* _EXERCISE_: Restate each entry word for word, leaving nothing out.

* _RECORDS SUPPLIED_:
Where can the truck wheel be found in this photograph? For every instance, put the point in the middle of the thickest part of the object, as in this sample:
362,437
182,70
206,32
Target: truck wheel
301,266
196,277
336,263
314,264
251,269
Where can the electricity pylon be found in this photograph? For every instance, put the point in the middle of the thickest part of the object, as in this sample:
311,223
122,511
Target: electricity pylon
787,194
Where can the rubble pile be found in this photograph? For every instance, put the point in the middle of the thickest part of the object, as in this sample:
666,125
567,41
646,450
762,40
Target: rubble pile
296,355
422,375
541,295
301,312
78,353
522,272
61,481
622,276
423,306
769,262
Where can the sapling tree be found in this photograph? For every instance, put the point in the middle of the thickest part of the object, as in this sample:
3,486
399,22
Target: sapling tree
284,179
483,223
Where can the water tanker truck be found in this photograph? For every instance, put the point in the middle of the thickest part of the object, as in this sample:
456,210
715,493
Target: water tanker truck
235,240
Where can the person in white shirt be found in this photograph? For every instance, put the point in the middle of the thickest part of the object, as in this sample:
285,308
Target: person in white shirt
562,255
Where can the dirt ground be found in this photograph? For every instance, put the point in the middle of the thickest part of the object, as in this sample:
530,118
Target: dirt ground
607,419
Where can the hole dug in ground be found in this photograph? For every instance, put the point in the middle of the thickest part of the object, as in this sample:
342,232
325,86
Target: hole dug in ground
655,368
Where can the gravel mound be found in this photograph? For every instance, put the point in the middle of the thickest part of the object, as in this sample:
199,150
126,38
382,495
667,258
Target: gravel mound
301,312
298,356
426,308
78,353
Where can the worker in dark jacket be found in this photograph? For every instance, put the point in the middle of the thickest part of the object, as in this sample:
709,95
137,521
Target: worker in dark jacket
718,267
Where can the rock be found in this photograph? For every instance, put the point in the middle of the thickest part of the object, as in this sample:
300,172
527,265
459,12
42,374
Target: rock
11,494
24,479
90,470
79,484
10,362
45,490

* _EXERCISE SOLUTION_:
Where can the truck wheel be found in this photograph? For every instance, put the point in the middle of the thickest part of the object, as in this sample:
362,437
182,70
206,32
Target: truck wheel
301,266
196,277
336,263
314,264
251,269
Where can the electricity pylon be found in this photograph? For every instance, put the point in the middle of the thickest part of the object, as in this sample:
311,223
122,511
Target: electricity pylon
787,194
Where can the rubble pile be found in this photograph? For every instance, put the point in the middle of the thickest part of the object, as in this sample:
666,125
567,41
646,450
762,40
Target: rubble pile
296,355
422,375
541,295
301,312
78,353
522,272
61,481
622,276
423,306
769,262
Where can the sapling tree be found in this photograph? For every instance, put the point in the middle of the thickest part of the object, as in this sample:
3,486
399,22
Target: sapling tree
284,179
483,223
Where can the water tanker truck be found in this photograph? For every instance, put the point in the middle of the thickest part of the object, as in this sample:
456,210
715,493
Target: water tanker truck
235,240
Where can the person in white shirt be found in this photograph? For every instance, put the point in the middle of the thickest part of the object, as in this sample:
285,308
Target: person in white shirt
562,255
Where can the dirt ground be found in this photograph? For every instance, put the point in the middle of the thickest part of the object, as in this sample:
530,118
Target: dirt ground
607,419
Where can the hole dug in ground be found in this photograph? For every instance, put the point in the middle of the thickest part of the object, as in this sample:
342,232
325,86
Target: hole dug in ground
655,368
Where can the gravel mound be found in this photograph? For every instance, put the point in the middle of the thickest part of the object, as in this sample:
199,150
126,38
382,495
667,258
Target: gravel mound
301,312
298,356
426,308
78,353
Where can the worker in dark jacket be found in this photograph? For every instance, put the point in the middle of the thickest part of the object, as in this sample:
709,95
137,521
Target: worker in dark jacket
718,267
Where can the rock be found in this photograph? For every instance, put the point in the middle of the thickest part of the object, as in this sample:
300,172
527,265
459,12
42,374
Target: rock
11,494
24,479
90,470
79,484
10,362
45,490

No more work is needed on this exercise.